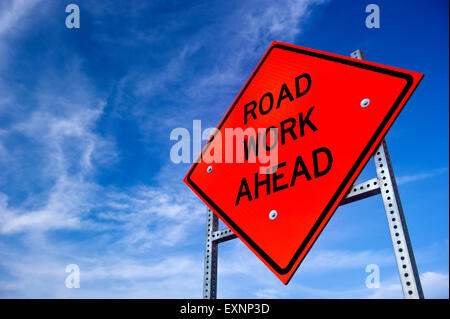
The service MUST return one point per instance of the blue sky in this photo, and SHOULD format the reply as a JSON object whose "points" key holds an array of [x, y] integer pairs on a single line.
{"points": [[85, 120]]}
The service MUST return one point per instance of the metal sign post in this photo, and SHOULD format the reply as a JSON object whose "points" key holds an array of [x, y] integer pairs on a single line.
{"points": [[383, 184]]}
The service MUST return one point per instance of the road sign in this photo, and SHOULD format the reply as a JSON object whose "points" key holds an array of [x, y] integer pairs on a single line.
{"points": [[302, 129]]}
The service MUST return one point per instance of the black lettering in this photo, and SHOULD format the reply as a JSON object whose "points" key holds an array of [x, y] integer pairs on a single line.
{"points": [[274, 130], [241, 193], [286, 94], [276, 177], [261, 183], [327, 152], [306, 121], [304, 171], [270, 96], [249, 145]]}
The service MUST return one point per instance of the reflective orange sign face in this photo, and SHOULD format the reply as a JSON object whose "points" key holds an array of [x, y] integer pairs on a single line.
{"points": [[301, 130]]}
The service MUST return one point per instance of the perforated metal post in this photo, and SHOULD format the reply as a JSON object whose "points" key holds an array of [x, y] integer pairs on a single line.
{"points": [[210, 271], [406, 263], [383, 184]]}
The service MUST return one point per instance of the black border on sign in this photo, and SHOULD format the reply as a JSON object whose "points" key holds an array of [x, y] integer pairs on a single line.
{"points": [[344, 184]]}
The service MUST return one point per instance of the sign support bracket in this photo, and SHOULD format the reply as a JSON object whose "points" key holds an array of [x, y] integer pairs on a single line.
{"points": [[384, 184]]}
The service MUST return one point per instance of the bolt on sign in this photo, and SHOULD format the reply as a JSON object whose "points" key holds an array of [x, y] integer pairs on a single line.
{"points": [[292, 144]]}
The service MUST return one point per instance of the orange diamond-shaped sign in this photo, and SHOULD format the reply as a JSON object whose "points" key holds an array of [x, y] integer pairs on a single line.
{"points": [[302, 129]]}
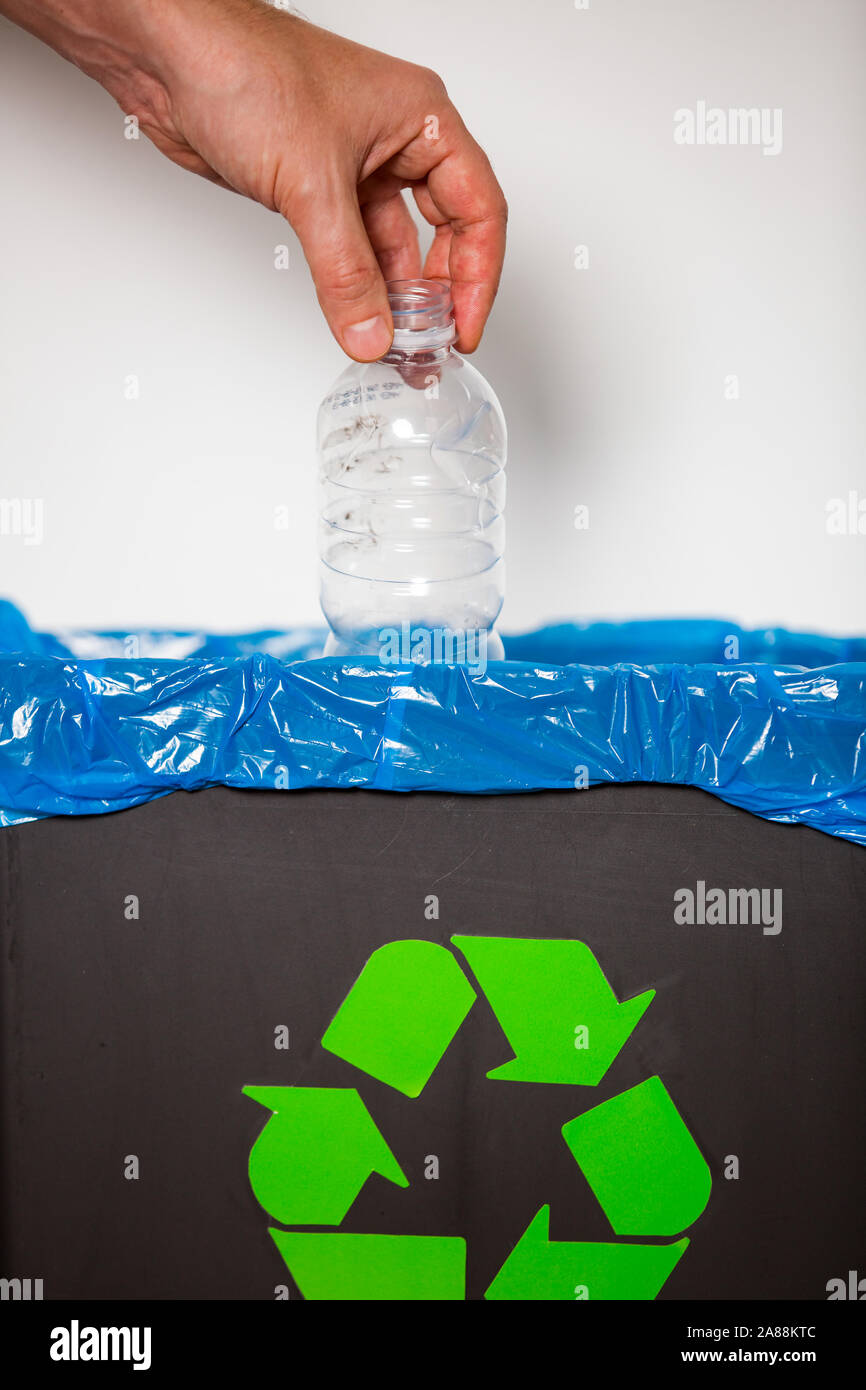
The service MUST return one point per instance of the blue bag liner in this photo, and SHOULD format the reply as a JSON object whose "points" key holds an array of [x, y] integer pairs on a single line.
{"points": [[95, 722]]}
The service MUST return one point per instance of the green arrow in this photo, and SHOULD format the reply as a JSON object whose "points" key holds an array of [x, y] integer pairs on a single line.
{"points": [[563, 1269], [316, 1153], [401, 1014], [641, 1162], [364, 1268], [553, 1005]]}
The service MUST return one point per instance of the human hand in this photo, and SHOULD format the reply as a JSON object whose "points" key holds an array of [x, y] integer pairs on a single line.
{"points": [[324, 131]]}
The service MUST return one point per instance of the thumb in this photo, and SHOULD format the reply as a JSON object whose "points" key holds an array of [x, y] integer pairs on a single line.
{"points": [[346, 274]]}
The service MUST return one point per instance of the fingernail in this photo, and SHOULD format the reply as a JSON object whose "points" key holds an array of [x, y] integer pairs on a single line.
{"points": [[369, 339]]}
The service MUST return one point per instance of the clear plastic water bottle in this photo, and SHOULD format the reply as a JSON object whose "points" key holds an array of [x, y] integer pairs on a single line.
{"points": [[412, 487]]}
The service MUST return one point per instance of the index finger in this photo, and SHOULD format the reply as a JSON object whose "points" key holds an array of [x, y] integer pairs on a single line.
{"points": [[463, 200]]}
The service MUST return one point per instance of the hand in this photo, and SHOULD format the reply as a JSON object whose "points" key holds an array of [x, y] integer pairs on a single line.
{"points": [[324, 131]]}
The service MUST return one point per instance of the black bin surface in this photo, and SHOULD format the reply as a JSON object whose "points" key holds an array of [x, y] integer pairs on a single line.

◆ THE PROBLEM:
A faithful copy of the data above is wanted, with every image left out.

◆ EXERCISE ANSWER:
The service MUST return one point per instance of the blue sky in this photo, and SHOULD format the reply as a JSON object whose "points" key holds an array of [x, y] integer pairs on a single line.
{"points": [[85, 120]]}
The service MUST return one point per instance of the metal sign post in this photo, and SHOULD format the reply as a JSON object whose "points" key holds an array of [x, y] integer pairs on a single line.
{"points": [[383, 184]]}
The service MUST return one point per instance of the road sign in this photo, and SHOULD format the reply as a JSON object whose "points" key holds an array of [x, y] integer pairs on a single line.
{"points": [[302, 129]]}
The service MUST return one point per instance of the black lettering in this photo, and SHOULD format the reply as a JSON object whose "points" key holds an array of [x, y] integer pairs on a single line.
{"points": [[274, 130], [241, 193], [286, 94], [276, 177], [261, 183], [327, 152], [306, 121], [304, 171], [270, 96], [249, 145]]}
The service MUST return one point per instance of the reflective orange sign face in this photo, and SHOULD format the reply as a JSON object whose "points" key holds an array of [x, y] integer pairs on a single line.
{"points": [[301, 130]]}
The service MUST return one point per instance of the perforated metal post in this photo, and SHOULD format the reply as a JSON object whose "points" key holds an array of [x, y] integer pairs on a single line.
{"points": [[210, 271], [406, 263], [383, 184]]}
The service MUST return one point per instance of the black border on sign in this photo, and SHOULD format the reply as a JSON object whose "points" key holds an array of [x, y] integer pairs on a single line.
{"points": [[344, 184]]}
The service MUST return one point per instance of the sign support bracket in this photo, and SHOULD format the reply as a JSON object whose "points" key holds an array of [x, y] integer pairs on a single line.
{"points": [[384, 184]]}
The service MUST return one point per instance of the bolt on sign in this photo, and SHOULD format the reply as a JSON object whose "points" key holds an array of [x, y] integer pairs on a single line.
{"points": [[292, 144]]}
The service MUST return one point per instance of the orange diamond-shaped sign in this photo, and SHOULD format the reply as a JSON object whose "points" key holds an array of [x, y] integer pairs on a single line.
{"points": [[302, 129]]}
The service MUST return one point per instance of the blue bag liner in this photo, and SHOULD format the reply as a JSON object whose "points" key holds an array of [x, y] integer pairs on a single line.
{"points": [[95, 722]]}
The service MUST return one point per instance of the green arrow in this photo, and SHOULD format the reply as a JSON object whose "points" key holds an array of [x, y] integer pairs on a single line.
{"points": [[563, 1269], [316, 1153], [401, 1014], [641, 1162], [364, 1268], [553, 1005]]}
The service MUST return one point per instance of the human hand in this photo, and SHOULD format the reply as a JSON object whose "points" key holds an array of [x, y] integer pairs on a single line.
{"points": [[324, 131]]}
The service MUST return one point per instance of the thumb in this photo, and SHOULD format the reply as a JSON object whose "points" key holds an array of [x, y] integer pairs on a single line.
{"points": [[346, 274]]}
The service MUST return one point per instance of the fingernail in this photo, and SHOULD format the reply as a JSON object whose "points" key holds an array of [x, y] integer pairs on a single line.
{"points": [[369, 339]]}
The service MUST return one point per instance of the clear plastic water bottle in this photo, and SHOULD format the reply as a JSON object whose "points" key holds an array of [x, y] integer pairs on a single line.
{"points": [[412, 487]]}
The service MUST return one point per instance of the index finger in this photo, and SHOULD format the reply as a JSON object whose "points" key holds an array of [x, y] integer pairs on a single line.
{"points": [[463, 200]]}
The service MUST return one point per instance of the hand in this photo, and SHOULD format the reply as a JSON object whose "points" key holds an array of [x, y] integer pairs on a single line.
{"points": [[324, 131]]}
The service MUST return one point per instance of the black bin surface in this photo, and SHOULD format the reply as a JSON object whose "points" key holds an array of [x, y] integer pairs on a single line.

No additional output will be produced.